» **Extracto proporcionado**
----------

Mario C. Gentil / 18.01.2023
Vemos un primer plano del móvil de Matthias, que pasa las imágenes de las pruebas R.M.N. (Resonancia Magnética Nuclear) del cerebro de su padre, afectado de una enfermedad, al parecer indetectable, de su cabeza. R.M.N (Cristian Mungiu, 2022), con esas siglas tan fácilmente asociables a su país, Rumanía, es una cinta que radiografía la enfermedad que sigue carcomiendo los cerebros de la gente pese a la modernidad de los tiempos: la intolerancia y la xenofobia. No es baladí la utilización del aparato electrónico en lugar de la presentación de las imágenes en papel de celulosa. En un pueblo de la profunda Transilvania, donde se da una convivencia de etnias rumanas, húngaras y alemanas, la llegada de trabajadores de Sri Lanka a la localidad para trabajar en una fábrica de pan exalta a la población, de mentalidades cerradas, territoriales, y que nos dejan traspasar un castigado bagaje político tanto de la tradición soviética como de occidente, y un total hastío del trasiego de personas, que no encierra otra cosa sino unas mentalidades ultraconservadoras. El miedo, simbolizado en la figura de un niño que no habla, que «premoniza» un lúgubre futuro, nos incita a pensar en un continuo hermetismo, en un camino contrario a la apertura de una nación, que todavía en su seno profundo, no ha asimilado lo que supone la adhesión a la Unión Europea del país en el año 2007 (un plano fijo continuo de discusión de todo el pueblo, de quince minutos de duración, puede ser, casualmente o no, relacionado con los quince años de conflicto interno desde la entrada en la comunidad). El rechazo al cambio se refleja en todo este coro de personajes, incluida la arcaica figura de un hipócrita cura, que ni su religión, ni su oficio, y ni siquiera movido por la navidad en la que se nos ambienta la historia, es capaz de ceder ante su cerrada naturaleza. Es aquí donde entra la críptica presencia de los osos (“nunca, os interpongáis en el camino de un oso”, recordaba el ecologista del que fue motivo el documental Grizzly Man, de Werner Herzog en 2005), pues tienen uno de los mayores sentidos de territorialidad del reino animal. A su vez, esta presencia totémica hace cuestionar, como se deja caer en una conversación, las impertinentes cuestiones de ¿a quién pertenece esas tierras?, ¿quién estaba ahí antes? Y la no tan impertinente analogía de la defensa con respecto a los animales salvajes.

----------

Ítems del conjunto de datos

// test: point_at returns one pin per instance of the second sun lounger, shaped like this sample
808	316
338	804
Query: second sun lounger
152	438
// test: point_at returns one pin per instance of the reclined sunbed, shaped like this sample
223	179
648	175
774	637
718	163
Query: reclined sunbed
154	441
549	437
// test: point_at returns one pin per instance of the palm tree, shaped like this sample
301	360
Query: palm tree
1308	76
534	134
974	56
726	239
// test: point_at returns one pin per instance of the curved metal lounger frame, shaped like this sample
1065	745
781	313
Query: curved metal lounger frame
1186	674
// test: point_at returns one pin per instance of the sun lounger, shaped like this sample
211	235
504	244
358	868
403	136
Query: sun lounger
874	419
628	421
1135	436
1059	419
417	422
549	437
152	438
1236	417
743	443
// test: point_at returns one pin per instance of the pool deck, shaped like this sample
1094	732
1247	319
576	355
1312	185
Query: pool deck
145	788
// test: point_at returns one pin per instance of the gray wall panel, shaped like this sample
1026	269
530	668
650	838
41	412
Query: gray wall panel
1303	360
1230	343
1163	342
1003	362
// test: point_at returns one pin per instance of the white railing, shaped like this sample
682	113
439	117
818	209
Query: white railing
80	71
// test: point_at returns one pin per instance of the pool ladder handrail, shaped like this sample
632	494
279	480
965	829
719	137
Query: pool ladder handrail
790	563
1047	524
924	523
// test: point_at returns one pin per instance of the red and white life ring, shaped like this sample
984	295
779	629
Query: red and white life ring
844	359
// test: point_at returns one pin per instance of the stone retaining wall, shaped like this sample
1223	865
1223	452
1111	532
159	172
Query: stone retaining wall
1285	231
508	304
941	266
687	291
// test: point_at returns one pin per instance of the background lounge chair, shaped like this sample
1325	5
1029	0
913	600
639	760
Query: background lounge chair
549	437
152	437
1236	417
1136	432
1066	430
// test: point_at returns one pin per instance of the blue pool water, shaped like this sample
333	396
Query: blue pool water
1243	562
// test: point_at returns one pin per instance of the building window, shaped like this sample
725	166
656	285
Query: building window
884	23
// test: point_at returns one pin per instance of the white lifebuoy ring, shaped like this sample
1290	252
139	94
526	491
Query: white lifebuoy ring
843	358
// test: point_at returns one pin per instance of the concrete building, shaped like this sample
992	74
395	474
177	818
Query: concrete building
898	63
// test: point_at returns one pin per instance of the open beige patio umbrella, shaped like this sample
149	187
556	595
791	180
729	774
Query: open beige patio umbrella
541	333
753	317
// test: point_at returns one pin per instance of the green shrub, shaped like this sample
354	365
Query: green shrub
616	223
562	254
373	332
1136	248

----------

» **Tareas**
a) Enumere las etnias que, según la reseña sobre R.M.N., conviven en el pueblo de Transilvania.
b) ¿Cuánto dura el plano fijo de la discusión de todo el pueblo, según la reseña sobre R.M.N.?
c) Prosiga la reseña sobre la película R.M.N. a partir de su última oración.
Los ítems no intervienen en absoluto en este trabajo.

» **Respuestas por tarea**
a) Rumana, húngara y alemana.

b) Quince minutos.

c)
En todo ese insostenible clima de tensión y segregación (ambientación, por cierto, que cede poco al cambio, con una luz tenebrosa y unos colores que poco varían a lo largo de la cinta), se sitúa la figura de la transparencia en una mujer de fuertes convicciones, que tiene apego a su tierra, pero que denota una sensibilidad que abarca mucho más allá de las lindes de la comarca, que toca el violonchelo y nos rescata el tema musical Yumeji’s Theme (Shigeru Umebayashi) de Deseando amar de Wong Kar-Wai (no busquen aquí, pese a la justificación del director, más escusa que un precioso tema del gusto del cineasta rumano para dotar de profundidad a un personaje), y que hace de contrapunto a toda ese racimo de personajes que rechazan, o que ceden, ante el atisbo de la pérdida (medias tintas de una empresaria o el dueño de una pensión incluidos), y en el que se vuelca una esperanza (su personalidad, como su casa, no tienen cortinas entre las que ocultarse); eso sí, constantemente amenazada por la oscuridad que la circunda. R.M.N. es oscura, y por momentos, difícil de leer: como las mentes de la gente se cierran en sí mismos y que rechazan la posibilidad de la apertura.